### Data records:
- Opening Delimiter -

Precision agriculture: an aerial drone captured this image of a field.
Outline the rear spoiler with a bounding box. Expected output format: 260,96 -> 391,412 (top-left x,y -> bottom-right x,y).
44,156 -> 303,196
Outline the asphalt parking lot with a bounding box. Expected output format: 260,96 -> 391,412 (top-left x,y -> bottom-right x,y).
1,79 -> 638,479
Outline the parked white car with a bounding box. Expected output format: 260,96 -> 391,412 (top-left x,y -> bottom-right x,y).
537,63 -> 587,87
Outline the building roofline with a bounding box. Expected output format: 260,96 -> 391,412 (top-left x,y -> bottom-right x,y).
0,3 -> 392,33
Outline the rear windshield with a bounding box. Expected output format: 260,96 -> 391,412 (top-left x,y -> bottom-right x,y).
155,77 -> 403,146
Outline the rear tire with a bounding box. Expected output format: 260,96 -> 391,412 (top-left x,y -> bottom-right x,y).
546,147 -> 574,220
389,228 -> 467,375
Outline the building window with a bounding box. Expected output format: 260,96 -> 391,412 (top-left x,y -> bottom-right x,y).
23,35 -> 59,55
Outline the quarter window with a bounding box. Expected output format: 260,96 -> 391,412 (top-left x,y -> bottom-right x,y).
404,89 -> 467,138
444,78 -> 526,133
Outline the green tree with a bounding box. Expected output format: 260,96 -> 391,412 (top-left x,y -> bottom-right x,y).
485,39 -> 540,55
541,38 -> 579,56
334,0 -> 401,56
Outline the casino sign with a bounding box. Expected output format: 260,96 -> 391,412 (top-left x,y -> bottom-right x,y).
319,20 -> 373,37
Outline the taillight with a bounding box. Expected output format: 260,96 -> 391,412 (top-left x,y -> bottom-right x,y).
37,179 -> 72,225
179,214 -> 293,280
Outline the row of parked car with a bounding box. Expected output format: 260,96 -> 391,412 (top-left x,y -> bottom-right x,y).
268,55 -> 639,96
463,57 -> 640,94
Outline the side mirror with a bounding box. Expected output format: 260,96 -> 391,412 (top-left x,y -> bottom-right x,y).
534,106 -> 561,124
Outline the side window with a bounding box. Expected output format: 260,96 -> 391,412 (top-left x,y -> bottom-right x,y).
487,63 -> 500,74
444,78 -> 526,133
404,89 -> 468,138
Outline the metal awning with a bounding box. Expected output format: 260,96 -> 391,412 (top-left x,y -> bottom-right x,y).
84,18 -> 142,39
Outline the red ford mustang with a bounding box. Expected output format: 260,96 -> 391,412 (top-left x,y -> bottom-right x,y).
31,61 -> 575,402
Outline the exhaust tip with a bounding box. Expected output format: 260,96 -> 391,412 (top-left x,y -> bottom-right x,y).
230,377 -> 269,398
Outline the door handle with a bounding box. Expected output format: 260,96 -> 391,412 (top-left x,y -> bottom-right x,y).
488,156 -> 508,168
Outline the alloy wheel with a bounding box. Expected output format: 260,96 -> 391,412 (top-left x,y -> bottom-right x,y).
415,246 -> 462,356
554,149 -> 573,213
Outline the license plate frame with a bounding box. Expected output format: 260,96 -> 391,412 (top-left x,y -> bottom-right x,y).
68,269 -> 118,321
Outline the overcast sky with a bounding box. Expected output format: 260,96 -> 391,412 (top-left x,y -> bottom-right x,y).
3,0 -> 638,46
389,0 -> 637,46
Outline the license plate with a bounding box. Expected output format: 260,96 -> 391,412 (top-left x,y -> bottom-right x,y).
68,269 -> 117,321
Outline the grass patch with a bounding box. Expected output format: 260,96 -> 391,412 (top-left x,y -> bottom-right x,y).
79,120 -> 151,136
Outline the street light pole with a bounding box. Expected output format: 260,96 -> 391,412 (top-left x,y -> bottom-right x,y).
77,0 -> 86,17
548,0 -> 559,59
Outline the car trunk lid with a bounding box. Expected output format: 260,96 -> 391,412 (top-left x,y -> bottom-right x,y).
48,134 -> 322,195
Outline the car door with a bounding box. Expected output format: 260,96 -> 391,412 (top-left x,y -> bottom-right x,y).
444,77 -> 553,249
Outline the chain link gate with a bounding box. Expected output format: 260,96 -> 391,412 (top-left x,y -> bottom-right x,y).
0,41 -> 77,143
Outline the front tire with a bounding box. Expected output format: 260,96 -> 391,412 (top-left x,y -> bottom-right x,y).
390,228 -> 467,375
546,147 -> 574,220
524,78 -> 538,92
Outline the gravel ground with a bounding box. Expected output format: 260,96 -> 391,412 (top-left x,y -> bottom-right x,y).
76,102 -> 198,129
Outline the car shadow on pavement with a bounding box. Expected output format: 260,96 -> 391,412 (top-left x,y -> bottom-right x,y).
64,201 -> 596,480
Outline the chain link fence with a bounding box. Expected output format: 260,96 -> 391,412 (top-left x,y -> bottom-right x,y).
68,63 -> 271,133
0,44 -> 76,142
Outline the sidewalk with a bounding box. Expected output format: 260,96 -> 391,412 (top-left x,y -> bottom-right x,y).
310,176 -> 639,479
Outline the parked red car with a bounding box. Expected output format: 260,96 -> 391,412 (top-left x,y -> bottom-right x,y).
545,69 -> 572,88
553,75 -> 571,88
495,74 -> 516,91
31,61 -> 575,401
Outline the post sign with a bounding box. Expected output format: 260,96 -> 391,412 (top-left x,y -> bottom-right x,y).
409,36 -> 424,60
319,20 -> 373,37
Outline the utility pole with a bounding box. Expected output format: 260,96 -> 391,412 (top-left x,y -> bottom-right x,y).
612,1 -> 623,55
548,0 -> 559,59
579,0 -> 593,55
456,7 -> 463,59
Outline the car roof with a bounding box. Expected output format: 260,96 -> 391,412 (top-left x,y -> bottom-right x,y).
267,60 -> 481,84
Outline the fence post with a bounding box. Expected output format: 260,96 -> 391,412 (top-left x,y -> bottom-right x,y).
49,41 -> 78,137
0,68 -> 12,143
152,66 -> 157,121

- Closing Delimiter -

### WORK REQUIRED:
Quote all of the entries exactly as they appear.

### TASK OUTPUT:
Precision agriculture: an aerial drone captured this image of a field.
Outline the rear spoiler with a bounding box. Expected output format: 260,96 -> 391,412 (top-left x,y -> bottom-right x,y).
44,156 -> 303,196
Outline the asphalt parking lot with a bounding box. Expected output format: 260,96 -> 391,412 (top-left x,y -> bottom-right x,y).
1,79 -> 638,479
Outline the parked white car with a bounding box. Expected output format: 260,96 -> 391,412 (top-left x,y -> bottom-right x,y).
537,63 -> 587,87
Outline the building roofline with a bounding box. Expected output format: 260,96 -> 391,412 (top-left x,y -> bottom-right x,y).
0,3 -> 392,33
Outline the rear windshield with a bounding box. Expected output format: 260,96 -> 391,412 (top-left x,y -> bottom-right x,y).
155,77 -> 403,146
Outline the rear tire with a bounding box. Expected output format: 260,96 -> 391,412 (top-left x,y -> bottom-right x,y).
546,147 -> 574,220
389,228 -> 467,375
Outline the building window with a bounding box. Expected output format: 260,96 -> 391,412 (top-left x,y -> bottom-right x,y).
23,35 -> 59,55
Outline the quarter window with a bounding box. Expected output format: 260,96 -> 391,412 (top-left x,y -> bottom-right x,y).
404,89 -> 467,138
444,78 -> 526,133
Outline the green tree with a bounding box. Expected output format: 260,96 -> 391,412 (top-left x,y -> bottom-right x,y).
485,39 -> 540,55
541,38 -> 579,56
334,0 -> 401,56
Outline the casino sign with a bounding box. Expected output format: 260,96 -> 391,412 (top-left x,y -> bottom-right x,y).
319,20 -> 373,37
Outline the taillight with a bounding box. Expected output format: 260,96 -> 391,412 (top-left x,y -> bottom-right x,y).
37,179 -> 72,225
179,214 -> 293,280
Outline the row of parked car with a bounding box. Expected output format: 260,96 -> 391,412 (top-left x,y -> bottom-right x,y).
268,55 -> 639,96
463,57 -> 640,94
Outline the side mirror with a bounding box. Expected output format: 260,96 -> 391,412 (top-left x,y -> bottom-right x,y).
534,106 -> 561,124
Outline the side window with a bounding box. Expected output format: 260,96 -> 391,412 (top-left x,y -> bottom-right x,y).
487,63 -> 500,74
444,78 -> 526,133
404,89 -> 468,138
Outline the metal awning with a bounding box. Expected output format: 260,96 -> 391,412 (top-left x,y -> bottom-right x,y).
84,18 -> 142,39
Outline the red ford mustang with a bounding box. Expected output format: 260,96 -> 391,412 (top-left x,y -> bottom-right x,y).
31,61 -> 575,402
Outline the exhaust tip with a bounding box. Expected output format: 260,96 -> 391,412 (top-left x,y -> bottom-right x,y).
230,377 -> 269,398
Outline the door handle with a bounding box. Expected output format: 260,96 -> 391,412 (top-left x,y -> bottom-right x,y).
488,156 -> 508,168
Outline the alloy wheel with a bounding box. Expected output format: 260,96 -> 391,412 (top-left x,y -> bottom-right x,y).
415,246 -> 462,356
554,149 -> 573,213
Outline the license plate frame with a bounding box. Expected output format: 260,96 -> 391,412 (top-left x,y -> bottom-right x,y).
68,269 -> 118,321
Outline the overcast sky with a bounding box. Expected output format: 260,96 -> 391,412 (top-left x,y -> bottom-right x,y).
3,0 -> 638,46
389,0 -> 637,46
Outline the license plate with a bounding box. Expected output format: 260,96 -> 391,412 (top-left x,y -> bottom-right x,y).
68,269 -> 117,321
Outline the grass patch with a bounding box. Expected output format: 260,96 -> 391,412 (top-left x,y -> bottom-right x,y).
79,120 -> 151,136
Outline the street light pole with a bounding box. Expected output format: 260,96 -> 391,412 (top-left x,y -> bottom-right x,y).
77,0 -> 86,17
548,0 -> 559,59
Outline the car trunk lid with a bounding box. Expected output format: 260,96 -> 391,412 (top-left x,y -> bottom-right x,y).
48,134 -> 322,195
Outline the car door with a bounding box. Expected output format: 260,96 -> 391,412 (top-left x,y -> bottom-right x,y).
444,77 -> 553,249
Outline the chain link gate with a bounding box. Expected output format: 260,96 -> 391,412 (top-left x,y -> bottom-right x,y).
0,41 -> 77,143
Outline the front tire with a bounding box. Expected output format: 260,96 -> 391,412 (top-left x,y -> bottom-right x,y).
390,228 -> 467,375
546,147 -> 574,220
524,78 -> 538,92
Outline the gravel ground with a bounding box. Expected output format: 260,96 -> 391,412 (top-left x,y -> bottom-right x,y).
76,102 -> 198,129
Outline the car shadow on pavement with a bounding box. Expected output format: 260,96 -> 391,412 (top-left x,y -> bottom-right x,y).
64,201 -> 596,480
Outline the chain link fence with a bounding box. Expected output format: 260,96 -> 391,412 (top-left x,y -> bottom-right x,y).
68,63 -> 271,133
0,44 -> 76,142
Outline the sidewalk with a bounding box. Expected output format: 260,96 -> 391,412 (top-left x,y -> bottom-right x,y).
310,176 -> 639,479
Outline the parked red car with a bounding box. Expected output format: 260,96 -> 391,412 (top-left x,y -> bottom-right x,y).
545,69 -> 572,88
553,75 -> 571,88
495,74 -> 516,91
31,61 -> 575,401
Outline the post sign with a bounding box. Expected output format: 260,96 -> 391,412 (top-left x,y -> bottom-right x,y).
409,36 -> 424,60
319,20 -> 373,37
Outline the utility pole with a bounding box. Expected output format: 260,96 -> 391,412 (top-left x,y -> bottom-right x,y).
612,1 -> 623,55
548,0 -> 559,59
579,0 -> 593,55
456,7 -> 463,59
Outline the car roof with a bounding box. Expected output format: 260,96 -> 391,412 (top-left x,y -> bottom-right x,y).
267,60 -> 481,84
Outline the fence post with a bounding box. Expected output format: 260,96 -> 391,412 (top-left x,y -> bottom-right x,y).
49,41 -> 78,137
0,68 -> 12,143
152,66 -> 157,121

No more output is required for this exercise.